:: REQUIREMENT ::
Copy each of the following lines without changing any character.

*****

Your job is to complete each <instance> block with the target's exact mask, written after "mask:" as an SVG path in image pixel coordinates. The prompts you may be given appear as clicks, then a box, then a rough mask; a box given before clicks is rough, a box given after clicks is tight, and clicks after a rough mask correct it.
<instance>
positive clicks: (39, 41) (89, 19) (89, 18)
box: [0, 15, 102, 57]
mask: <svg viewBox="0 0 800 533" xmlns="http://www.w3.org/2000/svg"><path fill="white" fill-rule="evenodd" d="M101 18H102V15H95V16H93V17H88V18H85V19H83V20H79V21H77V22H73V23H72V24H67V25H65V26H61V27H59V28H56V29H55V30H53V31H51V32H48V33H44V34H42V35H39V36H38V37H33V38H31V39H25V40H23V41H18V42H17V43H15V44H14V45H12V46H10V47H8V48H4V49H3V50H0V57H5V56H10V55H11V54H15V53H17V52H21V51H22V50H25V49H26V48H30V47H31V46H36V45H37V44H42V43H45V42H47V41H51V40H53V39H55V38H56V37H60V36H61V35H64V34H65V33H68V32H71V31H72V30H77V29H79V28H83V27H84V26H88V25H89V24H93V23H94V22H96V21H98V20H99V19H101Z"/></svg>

*****

:: TASK RESULT ::
Your job is to complete each <instance> block with the target's exact mask, written after "mask:" as an SVG path in image pixel coordinates. The prompts you may be given appear as clicks, then a box, then a rough mask; a box given before clicks is rough, a box given after clicks is tight, and clicks after a rough mask correct it.
<instance>
positive clicks: (39, 41) (89, 19) (89, 18)
box: [0, 15, 102, 57]
mask: <svg viewBox="0 0 800 533" xmlns="http://www.w3.org/2000/svg"><path fill="white" fill-rule="evenodd" d="M101 18H102V15H95V16H93V17H88V18H85V19H83V20H79V21H77V22H73V23H72V24H67V25H65V26H61V27H59V28H56V29H55V30H53V31H51V32H48V33H44V34H42V35H39V36H38V37H33V38H31V39H25V40H23V41H18V42H17V43H15V44H14V45H12V46H10V47H8V48H4V49H3V50H0V57H5V56H10V55H11V54H15V53H17V52H21V51H22V50H25V49H26V48H30V47H31V46H36V45H37V44H42V43H45V42H47V41H51V40H53V39H55V38H56V37H60V36H61V35H64V34H65V33H68V32H71V31H72V30H77V29H79V28H83V27H84V26H88V25H89V24H93V23H94V22H96V21H98V20H99V19H101Z"/></svg>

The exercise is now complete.